----- Input material
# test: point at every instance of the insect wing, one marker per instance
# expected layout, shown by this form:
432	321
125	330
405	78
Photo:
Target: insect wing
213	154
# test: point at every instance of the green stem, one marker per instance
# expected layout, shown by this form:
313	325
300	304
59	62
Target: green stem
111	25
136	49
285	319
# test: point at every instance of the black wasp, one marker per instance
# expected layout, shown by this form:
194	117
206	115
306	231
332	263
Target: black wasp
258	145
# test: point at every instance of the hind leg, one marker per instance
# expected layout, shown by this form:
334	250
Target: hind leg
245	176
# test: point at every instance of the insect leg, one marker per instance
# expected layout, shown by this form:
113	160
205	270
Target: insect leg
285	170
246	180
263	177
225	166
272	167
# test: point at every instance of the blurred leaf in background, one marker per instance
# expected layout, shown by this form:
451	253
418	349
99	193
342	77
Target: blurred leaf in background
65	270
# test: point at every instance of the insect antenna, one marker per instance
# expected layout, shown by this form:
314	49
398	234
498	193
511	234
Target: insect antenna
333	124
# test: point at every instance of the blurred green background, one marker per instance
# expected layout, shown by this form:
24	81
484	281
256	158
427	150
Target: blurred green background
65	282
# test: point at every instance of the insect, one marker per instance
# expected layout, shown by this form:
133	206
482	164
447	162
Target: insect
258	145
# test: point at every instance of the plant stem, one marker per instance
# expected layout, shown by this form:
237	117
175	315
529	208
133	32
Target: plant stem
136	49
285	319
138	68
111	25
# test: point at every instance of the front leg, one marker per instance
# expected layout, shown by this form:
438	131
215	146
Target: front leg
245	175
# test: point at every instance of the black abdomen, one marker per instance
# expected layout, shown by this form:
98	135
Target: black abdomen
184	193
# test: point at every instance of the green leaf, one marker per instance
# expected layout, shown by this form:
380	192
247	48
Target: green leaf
----------
Please convert the listing above into a JSON list of strings, one string per line, with blank lines left out.

■ **The result**:
[
  "# test: point at every instance of the insect wing, one marker per instance",
  "# expected layout, shown by this form:",
  "432\t321",
  "125\t330",
  "405\t78",
  "Photo:",
  "Target: insect wing",
  "213\t154",
  "# test: point at every instance of the green stem, one marker per instance",
  "# expected layout, shown by this form:",
  "313\t325",
  "300\t304",
  "59\t62",
  "Target: green stem",
  "111\t25",
  "136\t49",
  "285\t319",
  "# test: point at every instance of the black wasp, one marker per instance",
  "# expected layout, shown by this form:",
  "194\t117",
  "206\t115",
  "306\t231",
  "332\t263",
  "Target: black wasp",
  "258\t145",
  "# test: point at every instance of the hind leg, one marker per instance",
  "# expected layout, shown by this form:",
  "334\t250",
  "Target: hind leg",
  "245\t176",
  "# test: point at every instance of the insect leg, one marker per instance",
  "# expected layout, shown by this form:",
  "113\t160",
  "205\t270",
  "Target: insect leg",
  "285\t170",
  "246\t180",
  "263\t177",
  "225\t166",
  "272\t167",
  "# test: point at every instance of the blurred leaf in background, one marker per instance",
  "# expected layout, shown by this form:",
  "451\t253",
  "418\t349",
  "99\t193",
  "342\t77",
  "Target: blurred leaf in background",
  "65\t270",
  "# test: point at every instance of the insect antenna, one marker per instance",
  "# expected layout, shown by this form:",
  "314\t49",
  "398\t234",
  "498\t193",
  "511\t234",
  "Target: insect antenna",
  "333\t124",
  "# test: point at every instance of the blurred green background, one marker per instance",
  "# expected layout, shown by this form:",
  "24\t81",
  "484\t281",
  "256\t158",
  "427\t150",
  "Target: blurred green background",
  "65\t282",
  "# test: point at every instance of the insect, one marker per instance",
  "# expected layout, shown by this form:",
  "133\t206",
  "482\t164",
  "447\t162",
  "Target: insect",
  "258\t145",
  "# test: point at every instance of the plant stem, one marker per instance",
  "# expected layout, shown by this form:",
  "237\t117",
  "175\t315",
  "529\t208",
  "133\t32",
  "Target: plant stem",
  "136\t49",
  "285\t319",
  "138\t68",
  "111\t25",
  "# test: point at every instance of the front leg, one marker per instance",
  "# expected layout, shown by this form:",
  "438\t131",
  "215\t146",
  "Target: front leg",
  "245\t175",
  "# test: point at every instance of the black abdomen, one marker per instance",
  "# expected layout, shown by this form:",
  "98\t135",
  "Target: black abdomen",
  "184\t193",
  "# test: point at every instance of the green leaf, one marker per instance",
  "# expected layout, shown by this form:",
  "380\t192",
  "247\t48",
  "Target: green leaf"
]